Saved entries

Start of Block

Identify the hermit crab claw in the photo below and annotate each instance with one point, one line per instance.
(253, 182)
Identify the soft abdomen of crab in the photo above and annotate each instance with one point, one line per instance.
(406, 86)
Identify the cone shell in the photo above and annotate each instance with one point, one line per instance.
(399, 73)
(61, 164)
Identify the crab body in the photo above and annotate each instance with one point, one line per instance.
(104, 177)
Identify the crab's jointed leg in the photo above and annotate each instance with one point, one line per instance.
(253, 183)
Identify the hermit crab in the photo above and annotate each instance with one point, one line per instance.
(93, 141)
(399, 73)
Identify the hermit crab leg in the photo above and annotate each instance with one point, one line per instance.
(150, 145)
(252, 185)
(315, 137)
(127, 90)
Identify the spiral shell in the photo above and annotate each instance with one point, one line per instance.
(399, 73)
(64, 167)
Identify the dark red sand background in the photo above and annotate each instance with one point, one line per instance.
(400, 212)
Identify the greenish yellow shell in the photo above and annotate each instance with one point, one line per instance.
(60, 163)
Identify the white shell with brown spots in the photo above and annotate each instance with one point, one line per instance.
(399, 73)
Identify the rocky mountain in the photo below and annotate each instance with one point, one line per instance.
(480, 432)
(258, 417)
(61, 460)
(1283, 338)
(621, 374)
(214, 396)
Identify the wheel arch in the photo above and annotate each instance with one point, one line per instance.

End of Block

=== ASSIGNMENT ===
All of the lines above should be returned exactly as written.

=== RESPONSE ===
Identify the hermit crab claw in the photo below and annotate each instance with one point, one line per instance.
(253, 182)
Identify the soft abdomen of crab in the photo above and annotate each instance with one point, one line per instance.
(406, 86)
Identify the cone shell in the photo above and annotate each instance with one point, one line per instance.
(399, 73)
(61, 164)
Identify the crab body in the photo above and annotate each instance with one point, one line per instance.
(104, 177)
Identify the crab's jointed leg in the photo above and annotate each instance with one point, one line per instance.
(253, 183)
Identify the hermit crab in the photo above and annotate each instance with one point, one line per instance.
(93, 141)
(399, 73)
Identify the hermit crab leg in the photo above and annotate each instance with one point, one line per instance.
(150, 145)
(252, 185)
(315, 137)
(127, 90)
Identify the spiral shell in the photo above and annotate each instance with one point, one line per instance.
(399, 73)
(64, 167)
Identify the dark red sand background in the photo above and annotate each instance with one point, one line per instance.
(400, 212)
Identify the greenish yellow shell in the photo above and annotate each instance with one point, one line per instance.
(60, 163)
Identify the white shell with brown spots in the photo above and annotate each instance with one point, one line per instance.
(399, 73)
Identify the rocky mountain in the photo below and annotate each instance with one point, one line per instance.
(480, 432)
(258, 417)
(61, 460)
(1283, 338)
(621, 374)
(214, 396)
Identify the wheel arch in the photo above and annotate each instance with one point, one line per instance.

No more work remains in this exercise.